> **TASK**: Pull out from the material below all lines with "segment".

> **TASK MATERIAL**:

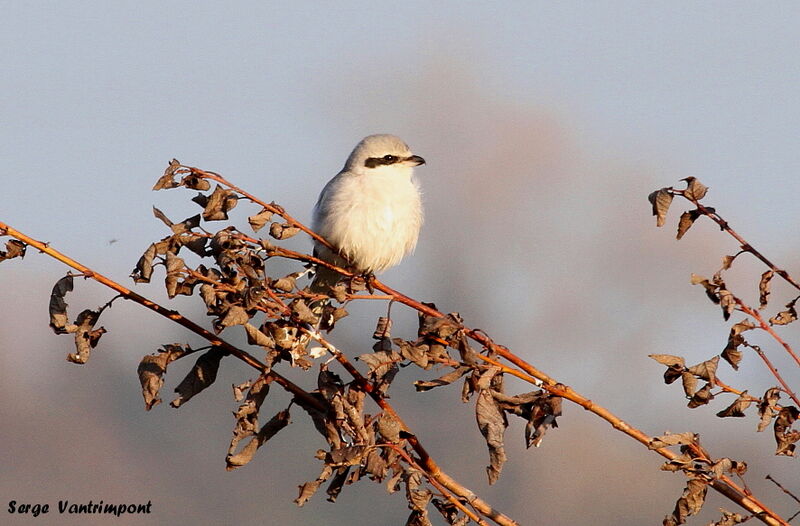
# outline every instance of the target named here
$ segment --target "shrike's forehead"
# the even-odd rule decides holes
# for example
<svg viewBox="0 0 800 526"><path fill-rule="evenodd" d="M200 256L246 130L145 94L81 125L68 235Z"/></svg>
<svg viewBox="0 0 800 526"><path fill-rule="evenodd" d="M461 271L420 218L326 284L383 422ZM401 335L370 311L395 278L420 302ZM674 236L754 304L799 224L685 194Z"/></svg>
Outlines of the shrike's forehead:
<svg viewBox="0 0 800 526"><path fill-rule="evenodd" d="M411 153L408 145L395 135L380 134L365 137L355 152L360 157L383 157L384 155L407 156Z"/></svg>

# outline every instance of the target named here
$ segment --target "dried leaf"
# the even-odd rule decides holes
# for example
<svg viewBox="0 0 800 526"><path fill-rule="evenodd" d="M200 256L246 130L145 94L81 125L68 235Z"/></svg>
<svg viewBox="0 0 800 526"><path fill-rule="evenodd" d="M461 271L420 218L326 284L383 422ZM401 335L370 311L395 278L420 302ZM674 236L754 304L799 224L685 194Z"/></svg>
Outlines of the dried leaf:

> **EXERCISE RESPONSE**:
$ segment --target "shrike's forehead"
$ segment --target "dried leaf"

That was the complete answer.